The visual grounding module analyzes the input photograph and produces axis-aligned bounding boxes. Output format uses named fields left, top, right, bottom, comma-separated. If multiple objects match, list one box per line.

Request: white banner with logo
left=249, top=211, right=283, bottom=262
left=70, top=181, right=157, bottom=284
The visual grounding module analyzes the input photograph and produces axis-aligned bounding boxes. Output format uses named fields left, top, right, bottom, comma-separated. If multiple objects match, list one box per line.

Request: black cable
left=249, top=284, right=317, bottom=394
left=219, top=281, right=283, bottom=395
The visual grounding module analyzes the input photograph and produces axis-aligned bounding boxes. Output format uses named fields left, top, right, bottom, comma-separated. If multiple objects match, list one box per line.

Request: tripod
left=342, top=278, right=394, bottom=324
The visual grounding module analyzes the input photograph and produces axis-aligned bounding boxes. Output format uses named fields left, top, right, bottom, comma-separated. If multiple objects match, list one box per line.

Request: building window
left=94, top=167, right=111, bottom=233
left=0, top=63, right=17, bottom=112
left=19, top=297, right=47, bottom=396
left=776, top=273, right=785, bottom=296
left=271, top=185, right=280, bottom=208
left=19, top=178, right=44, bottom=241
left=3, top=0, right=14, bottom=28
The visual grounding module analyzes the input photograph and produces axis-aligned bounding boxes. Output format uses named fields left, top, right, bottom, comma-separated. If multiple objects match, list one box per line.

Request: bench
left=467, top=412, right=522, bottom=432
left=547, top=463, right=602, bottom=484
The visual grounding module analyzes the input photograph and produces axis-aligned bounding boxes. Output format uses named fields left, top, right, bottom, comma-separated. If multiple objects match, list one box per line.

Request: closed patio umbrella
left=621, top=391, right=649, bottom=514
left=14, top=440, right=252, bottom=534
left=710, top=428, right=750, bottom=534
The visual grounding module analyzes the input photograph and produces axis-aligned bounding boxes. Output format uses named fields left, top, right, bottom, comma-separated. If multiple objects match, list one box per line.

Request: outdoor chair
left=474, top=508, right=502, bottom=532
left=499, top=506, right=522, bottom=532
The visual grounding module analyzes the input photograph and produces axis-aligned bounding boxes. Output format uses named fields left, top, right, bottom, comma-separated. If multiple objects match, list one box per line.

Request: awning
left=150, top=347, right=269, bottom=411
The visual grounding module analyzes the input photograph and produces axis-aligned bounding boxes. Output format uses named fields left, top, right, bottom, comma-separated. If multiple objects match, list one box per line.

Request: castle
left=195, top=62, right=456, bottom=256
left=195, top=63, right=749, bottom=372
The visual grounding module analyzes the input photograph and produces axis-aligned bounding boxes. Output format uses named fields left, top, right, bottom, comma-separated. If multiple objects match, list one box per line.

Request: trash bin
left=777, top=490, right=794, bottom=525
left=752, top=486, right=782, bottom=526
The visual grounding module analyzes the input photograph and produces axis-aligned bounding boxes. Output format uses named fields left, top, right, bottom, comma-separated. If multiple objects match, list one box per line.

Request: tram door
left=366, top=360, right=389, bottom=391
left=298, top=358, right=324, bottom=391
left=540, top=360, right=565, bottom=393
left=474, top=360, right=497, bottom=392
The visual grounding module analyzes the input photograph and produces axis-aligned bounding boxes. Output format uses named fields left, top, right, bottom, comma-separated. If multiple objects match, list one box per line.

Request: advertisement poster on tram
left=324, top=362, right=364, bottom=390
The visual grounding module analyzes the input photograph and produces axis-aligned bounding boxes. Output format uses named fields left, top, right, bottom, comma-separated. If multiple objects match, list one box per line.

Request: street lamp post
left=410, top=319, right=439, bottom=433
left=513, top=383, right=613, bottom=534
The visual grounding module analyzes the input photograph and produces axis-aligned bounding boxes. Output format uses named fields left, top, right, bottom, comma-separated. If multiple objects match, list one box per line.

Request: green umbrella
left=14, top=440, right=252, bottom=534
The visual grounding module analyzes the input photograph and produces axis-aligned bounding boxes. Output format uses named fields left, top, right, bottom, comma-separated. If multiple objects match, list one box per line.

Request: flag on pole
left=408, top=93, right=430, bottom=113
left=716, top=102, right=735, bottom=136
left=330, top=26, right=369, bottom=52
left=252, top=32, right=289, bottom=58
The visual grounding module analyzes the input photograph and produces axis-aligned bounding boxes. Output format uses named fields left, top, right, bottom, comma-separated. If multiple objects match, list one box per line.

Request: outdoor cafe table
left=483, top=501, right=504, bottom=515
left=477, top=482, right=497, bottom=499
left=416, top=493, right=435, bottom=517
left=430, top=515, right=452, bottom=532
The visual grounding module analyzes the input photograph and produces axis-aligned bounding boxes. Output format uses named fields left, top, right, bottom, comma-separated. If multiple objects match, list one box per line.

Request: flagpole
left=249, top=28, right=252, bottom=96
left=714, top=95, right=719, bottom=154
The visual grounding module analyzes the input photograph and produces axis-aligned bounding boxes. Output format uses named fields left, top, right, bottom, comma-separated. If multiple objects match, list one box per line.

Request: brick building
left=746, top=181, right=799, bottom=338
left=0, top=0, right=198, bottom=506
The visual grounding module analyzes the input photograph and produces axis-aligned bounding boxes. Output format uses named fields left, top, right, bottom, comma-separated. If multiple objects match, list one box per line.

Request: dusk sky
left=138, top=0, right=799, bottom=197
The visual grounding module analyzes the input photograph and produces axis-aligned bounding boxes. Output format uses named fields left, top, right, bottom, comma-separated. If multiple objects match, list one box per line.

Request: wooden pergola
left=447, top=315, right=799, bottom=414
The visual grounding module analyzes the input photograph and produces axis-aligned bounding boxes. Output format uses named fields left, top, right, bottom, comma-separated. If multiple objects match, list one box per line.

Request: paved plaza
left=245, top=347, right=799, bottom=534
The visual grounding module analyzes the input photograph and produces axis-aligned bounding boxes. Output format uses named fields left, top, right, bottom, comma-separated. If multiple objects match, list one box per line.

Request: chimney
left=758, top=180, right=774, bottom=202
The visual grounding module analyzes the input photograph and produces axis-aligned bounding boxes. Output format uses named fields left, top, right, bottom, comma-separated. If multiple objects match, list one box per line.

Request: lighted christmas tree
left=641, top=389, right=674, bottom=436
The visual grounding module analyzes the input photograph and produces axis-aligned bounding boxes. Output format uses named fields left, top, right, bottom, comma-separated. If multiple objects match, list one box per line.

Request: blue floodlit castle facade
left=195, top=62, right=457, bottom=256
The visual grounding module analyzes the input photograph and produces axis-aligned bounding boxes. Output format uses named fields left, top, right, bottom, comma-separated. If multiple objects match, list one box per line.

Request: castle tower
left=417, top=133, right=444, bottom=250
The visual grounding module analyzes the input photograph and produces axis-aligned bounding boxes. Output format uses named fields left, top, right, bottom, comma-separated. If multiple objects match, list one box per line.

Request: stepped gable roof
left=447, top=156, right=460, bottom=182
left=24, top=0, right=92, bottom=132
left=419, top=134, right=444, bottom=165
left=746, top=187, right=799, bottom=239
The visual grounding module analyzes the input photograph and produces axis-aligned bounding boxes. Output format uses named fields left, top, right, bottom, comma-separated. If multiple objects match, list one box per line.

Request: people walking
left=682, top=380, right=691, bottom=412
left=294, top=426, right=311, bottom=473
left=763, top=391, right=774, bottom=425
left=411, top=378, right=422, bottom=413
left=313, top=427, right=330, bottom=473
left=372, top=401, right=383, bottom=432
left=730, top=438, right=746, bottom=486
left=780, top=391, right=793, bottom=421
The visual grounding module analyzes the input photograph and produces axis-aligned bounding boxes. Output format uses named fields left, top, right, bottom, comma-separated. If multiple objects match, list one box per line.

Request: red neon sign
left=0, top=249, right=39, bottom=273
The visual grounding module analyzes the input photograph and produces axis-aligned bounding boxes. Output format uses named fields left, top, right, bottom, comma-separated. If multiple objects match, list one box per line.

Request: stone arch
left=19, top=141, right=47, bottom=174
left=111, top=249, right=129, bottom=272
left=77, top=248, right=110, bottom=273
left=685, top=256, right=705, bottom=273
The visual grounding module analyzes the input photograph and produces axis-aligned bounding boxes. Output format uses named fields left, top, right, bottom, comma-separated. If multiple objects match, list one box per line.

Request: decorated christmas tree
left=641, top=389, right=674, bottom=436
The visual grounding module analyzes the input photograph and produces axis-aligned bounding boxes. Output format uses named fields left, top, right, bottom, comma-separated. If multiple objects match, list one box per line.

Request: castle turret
☆ ☆ ☆ ☆
Aim
Collect every line above that contains the string "umbrella", and note that case matters when matching.

Task response
Request: closed patio umbrella
Request: green umbrella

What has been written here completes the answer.